*Document extract*.
START
I frequently bring my hog with me on outings, and she does not seem to have a single care about it in the world. So I do believe that some enjoy being outdoors, but like I said; this wont be the case for every hedgehog, so you just have to find what works best for them.


----------



## Mecki (Nov 4, 2017)

Buddysmom said:


> Can you post a picture of the carry bag you made? That would be a good idea for at home for bonding time with a new hog.
> Hedgehog swag, I never meant to offend anyone nor do I want to disrespect the hog, I was simply asking!


Sure. Since I know you sew, I am including some in-progress pics as well.


----------



## Buddysmom (Apr 20, 2019)

Mecki said:


> Buddysmom said:
> 
> 
> > Can you post a picture of the carry bag you made? That would be a good idea for at home for bonding time with a new hog.
> ...


Very cute! That would be great for going to the vet and when I clean Buddy's cage.
Is that your own pattern?


----------



## Mecki (Nov 4, 2017)

Yes...though I don't know if I'd call it a pattern. I usually just wing it when I sew. 

I used that half inch foam to make the sides and back stiff. I also used the foam for those 3 exchangeable 'floor' pads to make the bottom stiff. (The front and the 'lid' has no foam or padding.)


----------



## Mecki (Nov 4, 2017)

Yes...though I don't know if I'd call it a pattern. I usually just wing it when I sew.
END
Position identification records
START
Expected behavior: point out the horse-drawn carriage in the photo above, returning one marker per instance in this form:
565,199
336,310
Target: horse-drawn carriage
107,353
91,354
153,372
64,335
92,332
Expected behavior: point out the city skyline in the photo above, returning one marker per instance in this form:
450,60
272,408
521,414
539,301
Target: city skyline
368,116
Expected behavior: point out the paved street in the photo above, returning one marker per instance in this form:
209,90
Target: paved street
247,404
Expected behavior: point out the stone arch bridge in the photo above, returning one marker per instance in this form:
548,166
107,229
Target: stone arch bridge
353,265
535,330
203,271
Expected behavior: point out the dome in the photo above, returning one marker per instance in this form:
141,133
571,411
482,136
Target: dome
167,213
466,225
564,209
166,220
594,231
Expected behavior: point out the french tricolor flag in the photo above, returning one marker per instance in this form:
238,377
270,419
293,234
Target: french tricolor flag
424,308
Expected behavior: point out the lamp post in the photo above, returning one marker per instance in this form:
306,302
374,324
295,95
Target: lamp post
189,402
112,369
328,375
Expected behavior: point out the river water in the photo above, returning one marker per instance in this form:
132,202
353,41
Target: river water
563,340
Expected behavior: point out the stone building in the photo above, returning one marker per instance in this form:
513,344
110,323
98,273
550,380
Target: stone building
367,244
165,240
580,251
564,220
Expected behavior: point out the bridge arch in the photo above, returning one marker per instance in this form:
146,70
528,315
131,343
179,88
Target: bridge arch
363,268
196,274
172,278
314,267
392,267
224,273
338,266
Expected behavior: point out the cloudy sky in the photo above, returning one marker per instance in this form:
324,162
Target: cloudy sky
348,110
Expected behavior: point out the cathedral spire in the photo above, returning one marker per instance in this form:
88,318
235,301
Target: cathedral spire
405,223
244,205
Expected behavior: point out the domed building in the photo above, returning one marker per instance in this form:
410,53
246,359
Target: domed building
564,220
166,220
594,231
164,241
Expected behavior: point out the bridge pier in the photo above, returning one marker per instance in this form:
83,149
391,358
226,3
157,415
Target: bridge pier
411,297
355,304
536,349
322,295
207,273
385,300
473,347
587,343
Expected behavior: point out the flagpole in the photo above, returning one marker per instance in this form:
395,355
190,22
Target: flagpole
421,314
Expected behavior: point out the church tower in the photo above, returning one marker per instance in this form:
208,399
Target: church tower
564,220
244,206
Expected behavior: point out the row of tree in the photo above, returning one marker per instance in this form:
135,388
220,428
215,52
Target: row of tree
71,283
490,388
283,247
END
*What this exercise asks*.
a) Answer these questions using the hedgehog forum thread:
(i) What material did Mecki use to stiffen the sides and back of the carry bag?
(ii) How many exchangeable floor pads does the bag have?
(iii) For which two occasions did Buddysmom say the bag would be great?
b) Extend the hedgehog forum thread from its last post with one or two further replies.
The rows have no connection to the hedgehog forum thread.

*Expected responses*.
a)
(i) Half inch foam.
(ii) Three.
(iii) Going to the vet and cleaning Buddy's cage.

b)
I used that half inch foam to make the sides and back stiff. I also used the foam for those 3 exchangeable 'floor' pads to make the bottom stiff. (The front and the 'lid' has no foam or padding.)


----------



## Ria (Aug 30, 2018)

Emc said:


> I think I'm with Aj.t more on this one; This is something that needs to be assessed individually vs looking at it from a overall species perspective. Yes, hedgehogs are nocturnal, but I think it's important to address that in captivity, animals can adjust quite well to experiences that aren't the 'norm' for their species. Hedgehogs are prey animals, so have likely adapted to hunting at night to escape predators and in the case of the African hedgehogs; avoiding the intense heat during daylight hours. Similarly, rabbits are crepuscular - yet it is not uncommon at all for them to adjust to a more diurnal schedule in captivity simply because all predation risk is removed, and they just adapt to their humans schedule.
> 
> Now, i'm not saying that we should all hold our hedgehogs up to the blinding sun, because removal of predation risk or not, nocturnal animals are sensitive to bright light. However, this does not mean that daylight in general is 'oh-so-incredibly-bad' for them. So long as you practice common sense and care, and listen to your animal if they show you that they are unhappy, I really fail to see anything wrong with bringing a hedgehog outdoors. I agree; it's a really great way to desensitise them, and get them overall more comfortable with people around them.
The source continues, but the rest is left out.